- _Given passage_
------------------------------

While all four poets earned significant measures of celebrity, in large part due to their dramatic collaborations, "Poe" has come to stand as the sign of the poet to which the poetesses' practices are ascribed, and this study inquires into the riddle of remembered and forgotten names. The reflexive intimacy of their exchanges makes it impossible to extricate genius from mimicry, or expression from quotation, in any of these authors' work. Poe's readings of poetesses became the poems he wrote; and poetesses' readings of Poe became the poems they wrote. In reading poetesses, then, Poe wrote himself, and in reading Poe, poetesses wrote themselves. While the process was fully transactional, however, the results were not symmetrical. For in writing themselves, poetesses wrote Poe into cultural memory, whereas in writing himself, Poe wrote poetesses into the dustbins of history. Because gendered understandings of poetry in the antebellum period and beyond have attributed distinct practices and capacities to male and female poets, Osgood, Whitman, and Oakes Smith circulated as literary commodities and consumers regardless of how much poetry they produced; and Poe circulated as a literary producer regardless of how much women's poetry he consumed, or how extensively he commodified himself. This is not to say that readers have conspired to bury talented poetesses, but rather that the terms of reception so shaped the terms of poetic production that the poetesses had to render their work ephemeral, even against their will, because existing conditions required it.

In spite of the asymmetry of these exchanges and their legacy, writing as one's "self" under these conditions meant writing as the other. For this reason, celebrating these writers for being "themselves," or condemning them for not being able to find or transmit their "true voices" misses the point in a way that fundamentally misreads nineteenth-century poetic culture. By championing particular voices as authentic, we rescue individual figures at the expense of understanding a literary culture in which voice is not easily attributable. Paradoxically, the search for authentic women's voices has rendered the cultural work of poetesses largely illegible, and has significantly limited readings of Poe and other nineteenth-century American poets.5

I will argue that Osgood, Whitman, and Oakes Smith have been forgotten not, or not only, because twentieth-century critics have discriminated against women's voices, nor because a modernist sensibility has supplanted an earlier sentimental aesthetic that the critic must recover and render comprehensible. Rather, the uncanny affinity between poetesses and lyric media marked them as vehicles of cultural transmission. Instead of inscribing their future reception under their proper names, the poetesses grounded their "fictions of form" in ephemerality, self-dissolution, and ventriloquy.6 While erasing the author's signature, these disappearing or indecipherable forms nevertheless served as powerful transmitters of ideas. Indeed, the practices of poetesses became so wholly identified with the genre of poetry that their influence lives on anonymously, not as canonical poetry's opposite, but as its generic underpinning.7 Poe stood among the women writers as one who sought to harness their receptive powers and upstage their popular success by performing a more authentic relation to feminine traditions of mediumship, one that was at once more estranged and more derivative. By establishing his imitation of the feminine as superior to women's own impersonations, Poe's literary survival comes at the expense of his female contemporaries, but their work nevertheless lives on in his name.8 While this is a book on Poe, then, I understand "Poe" to be a reversal or mirroring of the type of the poetess; he is a figure to which the transactions among a circle of poets is ascribed, and through which poetic conventions of romantic exchange survive in a crystallized form.

------------------------------

- _Provided information_
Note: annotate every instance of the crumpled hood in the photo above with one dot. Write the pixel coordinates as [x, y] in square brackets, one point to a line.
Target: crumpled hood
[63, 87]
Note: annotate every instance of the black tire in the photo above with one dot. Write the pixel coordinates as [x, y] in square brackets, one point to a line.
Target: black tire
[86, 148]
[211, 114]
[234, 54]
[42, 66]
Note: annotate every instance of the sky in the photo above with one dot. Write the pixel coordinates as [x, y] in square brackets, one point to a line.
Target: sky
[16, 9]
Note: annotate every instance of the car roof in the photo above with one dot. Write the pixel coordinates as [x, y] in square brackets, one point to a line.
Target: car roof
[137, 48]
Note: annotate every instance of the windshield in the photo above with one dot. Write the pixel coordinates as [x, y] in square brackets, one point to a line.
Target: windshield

------------------------------

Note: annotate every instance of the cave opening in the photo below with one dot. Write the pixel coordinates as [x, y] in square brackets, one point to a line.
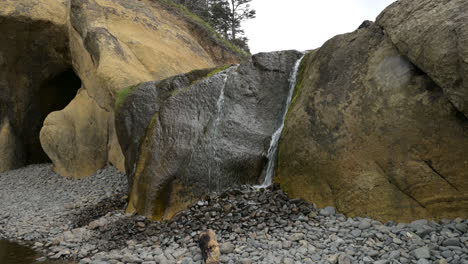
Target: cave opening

------------------------------

- _What the exercise asks_
List every poetess that the passage on Poe and the poetesses names.

- _Output of the exercise_
Osgood, Whitman, and Oakes Smith.